> _What is needed_
For each entry, repeat the text exactly and omit any picture it holds.

> _The data_
-*-*-

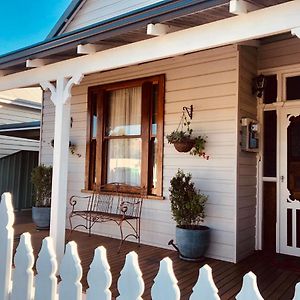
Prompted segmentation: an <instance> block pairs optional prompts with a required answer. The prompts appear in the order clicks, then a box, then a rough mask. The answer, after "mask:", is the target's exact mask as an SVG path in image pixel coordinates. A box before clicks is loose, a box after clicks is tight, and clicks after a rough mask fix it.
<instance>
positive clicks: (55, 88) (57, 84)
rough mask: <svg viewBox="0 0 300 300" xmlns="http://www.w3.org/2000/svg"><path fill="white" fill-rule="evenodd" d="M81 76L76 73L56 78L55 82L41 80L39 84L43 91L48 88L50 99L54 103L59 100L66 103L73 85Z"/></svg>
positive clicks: (80, 80) (82, 76)
mask: <svg viewBox="0 0 300 300" xmlns="http://www.w3.org/2000/svg"><path fill="white" fill-rule="evenodd" d="M83 77H84V75H83V74H81V73H78V74H75V75H73V76H72V77H71V78H69V79H68V78H64V77H61V78H58V79H57V80H56V84H53V83H51V82H50V81H43V82H41V83H40V85H41V87H42V89H43V90H44V91H46V90H50V92H51V101H52V102H53V103H54V105H57V104H58V103H59V101H61V102H62V104H66V103H67V102H68V101H69V100H70V98H71V90H72V87H73V85H75V84H79V83H80V82H81V80H82V78H83Z"/></svg>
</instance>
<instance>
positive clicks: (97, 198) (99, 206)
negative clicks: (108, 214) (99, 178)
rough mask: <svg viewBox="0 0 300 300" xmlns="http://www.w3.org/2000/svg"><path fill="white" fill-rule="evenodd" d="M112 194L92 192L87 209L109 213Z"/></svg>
mask: <svg viewBox="0 0 300 300" xmlns="http://www.w3.org/2000/svg"><path fill="white" fill-rule="evenodd" d="M112 205H113V196H112V195H104V194H97V193H94V194H93V195H91V197H90V200H89V203H88V211H101V212H105V213H111V211H112Z"/></svg>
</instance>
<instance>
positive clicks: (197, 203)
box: [169, 169, 208, 228]
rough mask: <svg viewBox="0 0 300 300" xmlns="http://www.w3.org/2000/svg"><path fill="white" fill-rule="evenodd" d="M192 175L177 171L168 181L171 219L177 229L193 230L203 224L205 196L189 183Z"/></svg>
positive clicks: (206, 198) (203, 218)
mask: <svg viewBox="0 0 300 300" xmlns="http://www.w3.org/2000/svg"><path fill="white" fill-rule="evenodd" d="M191 179H192V175H191V174H190V173H187V174H185V173H184V172H183V171H182V170H180V169H178V171H177V173H176V175H175V176H174V177H173V178H172V179H171V181H170V184H171V186H170V188H169V191H170V200H171V210H172V215H173V219H174V220H175V221H176V223H177V225H178V226H179V227H183V228H193V227H194V226H197V225H199V224H200V223H201V222H203V219H204V217H205V213H204V209H205V203H206V201H207V198H208V197H207V196H206V195H204V194H202V193H200V190H198V189H196V188H195V184H194V183H193V182H192V181H191Z"/></svg>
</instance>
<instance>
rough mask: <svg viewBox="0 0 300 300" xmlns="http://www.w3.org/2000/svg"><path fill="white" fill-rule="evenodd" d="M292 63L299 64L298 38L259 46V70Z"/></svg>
mask: <svg viewBox="0 0 300 300" xmlns="http://www.w3.org/2000/svg"><path fill="white" fill-rule="evenodd" d="M294 64H300V39H298V38H296V37H295V38H292V39H287V40H282V41H277V42H273V43H270V44H266V45H262V46H261V47H259V51H258V69H259V70H265V69H271V68H277V67H282V66H286V65H294Z"/></svg>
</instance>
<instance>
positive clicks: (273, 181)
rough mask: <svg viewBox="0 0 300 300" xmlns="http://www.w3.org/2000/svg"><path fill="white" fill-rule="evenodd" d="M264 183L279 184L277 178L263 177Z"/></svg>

-*-*-

> _Answer to this task_
Prompted segmentation: an <instance> block pairs optional prompts with a required answer. The prompts appear in the order clicks, then a box, then a rough mask. The answer, after "mask:", is the target's exact mask as an SVG path in image pixel coordinates. A box before clicks is loose, a box after clicks is tight, and clicks after a rough mask fix it.
<instance>
positive clicks: (55, 88) (57, 84)
rough mask: <svg viewBox="0 0 300 300" xmlns="http://www.w3.org/2000/svg"><path fill="white" fill-rule="evenodd" d="M81 76L76 73L56 78L55 82L41 80L39 84L43 91L48 88L50 99L54 103L59 100L66 103L73 85Z"/></svg>
positive clicks: (80, 80) (82, 76)
mask: <svg viewBox="0 0 300 300" xmlns="http://www.w3.org/2000/svg"><path fill="white" fill-rule="evenodd" d="M83 77H84V75H83V74H81V73H78V74H75V75H73V76H72V77H71V78H69V79H68V78H64V77H61V78H58V79H57V80H56V84H53V83H51V82H50V81H43V82H41V83H40V85H41V87H42V89H43V90H44V91H46V90H50V92H51V101H52V102H53V103H54V105H57V104H58V103H59V101H61V102H62V104H66V103H67V102H68V101H69V100H70V98H71V90H72V87H73V85H75V84H79V83H80V82H81V80H82V78H83Z"/></svg>
</instance>
<instance>
positive clicks: (97, 198) (99, 206)
negative clicks: (108, 214) (99, 178)
rough mask: <svg viewBox="0 0 300 300" xmlns="http://www.w3.org/2000/svg"><path fill="white" fill-rule="evenodd" d="M112 194L92 192L87 209L109 213Z"/></svg>
mask: <svg viewBox="0 0 300 300" xmlns="http://www.w3.org/2000/svg"><path fill="white" fill-rule="evenodd" d="M112 205H113V196H112V195H104V194H97V193H94V194H93V195H91V197H90V200H89V203H88V211H101V212H105V213H111V211H112Z"/></svg>
</instance>
<instance>
positive clicks: (197, 203)
box: [169, 169, 208, 228]
rough mask: <svg viewBox="0 0 300 300" xmlns="http://www.w3.org/2000/svg"><path fill="white" fill-rule="evenodd" d="M192 175L177 171L168 181L171 219L177 229L193 230L203 224L205 196L189 183Z"/></svg>
positive clicks: (206, 198) (203, 218)
mask: <svg viewBox="0 0 300 300" xmlns="http://www.w3.org/2000/svg"><path fill="white" fill-rule="evenodd" d="M191 179H192V175H191V174H190V173H187V174H185V173H184V172H183V171H182V170H180V169H178V171H177V173H176V175H175V176H174V177H173V178H172V179H171V181H170V184H171V186H170V188H169V191H170V200H171V210H172V215H173V219H174V220H175V221H176V223H177V225H178V226H179V227H183V228H193V227H194V226H197V225H199V224H200V223H201V222H203V219H204V217H205V213H204V209H205V203H206V201H207V198H208V197H207V196H206V195H204V194H202V193H200V190H198V189H196V188H195V184H194V183H193V182H192V181H191Z"/></svg>
</instance>
<instance>
rough mask: <svg viewBox="0 0 300 300" xmlns="http://www.w3.org/2000/svg"><path fill="white" fill-rule="evenodd" d="M292 63L299 64L298 38L259 46V70Z"/></svg>
mask: <svg viewBox="0 0 300 300" xmlns="http://www.w3.org/2000/svg"><path fill="white" fill-rule="evenodd" d="M294 64H300V39H298V38H296V37H295V38H292V39H287V40H282V41H277V42H273V43H270V44H266V45H262V46H261V47H259V51H258V69H259V70H265V69H271V68H277V67H282V66H286V65H294Z"/></svg>
</instance>
<instance>
positive clicks: (273, 181)
rough mask: <svg viewBox="0 0 300 300" xmlns="http://www.w3.org/2000/svg"><path fill="white" fill-rule="evenodd" d="M264 183L279 184L277 178L263 177Z"/></svg>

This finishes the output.